*Task*: Continue the write-up on predicting Star Trek: The Next Generation speakers, picking up after its last sentence.

*Passage shown*:
# Project Part 3

[![Kaggle](https://kaggle.com/static/images/open-in-kaggle.svg)](https://kaggle.com/kernels/welcome?src=https://github.com/brearenee/NLP-Project/blob/main/Part3-StarTrek.ipynb)



**NLP Problem:** Predicting the speaker from Star Trek: The Next Generation script lines for 8 main characters.

In this second phase of my project, I'm developing a deep learning model for this NLP task.

As learned in Part 1 and Part 2, the initial dataset's structure is less than ideal. To start Part 3, we must once again parse and clean the raw JSON data and transform it into a structured DataFrame.

*Given data*:
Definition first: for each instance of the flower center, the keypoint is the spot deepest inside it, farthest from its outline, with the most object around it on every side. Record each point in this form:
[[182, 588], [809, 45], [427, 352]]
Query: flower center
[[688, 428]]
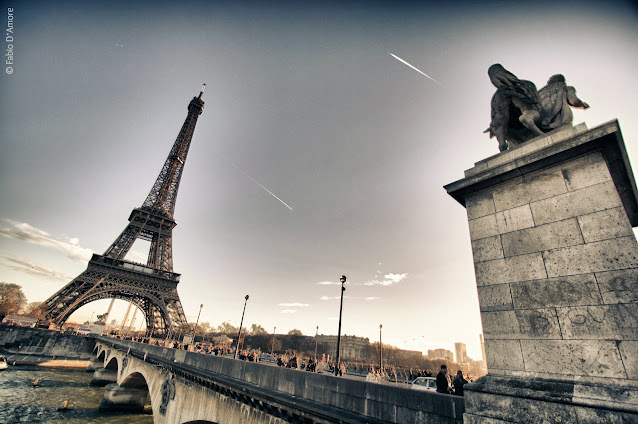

*Task response*:
In [10]:
#!pip install transformers
#!pip install transformers pandas torch
!pip install cuml
import pandas as pd
import json
import requests

#from sklearn.model_selection import train_test_split
#from cuml.preprocessing.model_selection import train_test_split
#from cuml.metrics import accuracy_score
from transformers import BertTokenizer
import torch
import torch.nn as nn
import torch.optim as optim
from torch.utils.data import TensorDataset, DataLoader
from transformers import BertForSequenceClassification
from transformers import AdamW
#from sklearn.metrics import accuracy_score
from torch.optim.lr_scheduler import StepLR
from torch.utils.data import Dataset, DataLoader
from torch.utils.data.dataset import random_split



Collecting cuml
  Using cached cuml-0.6.1.post1.tar.gz (1.1 kB)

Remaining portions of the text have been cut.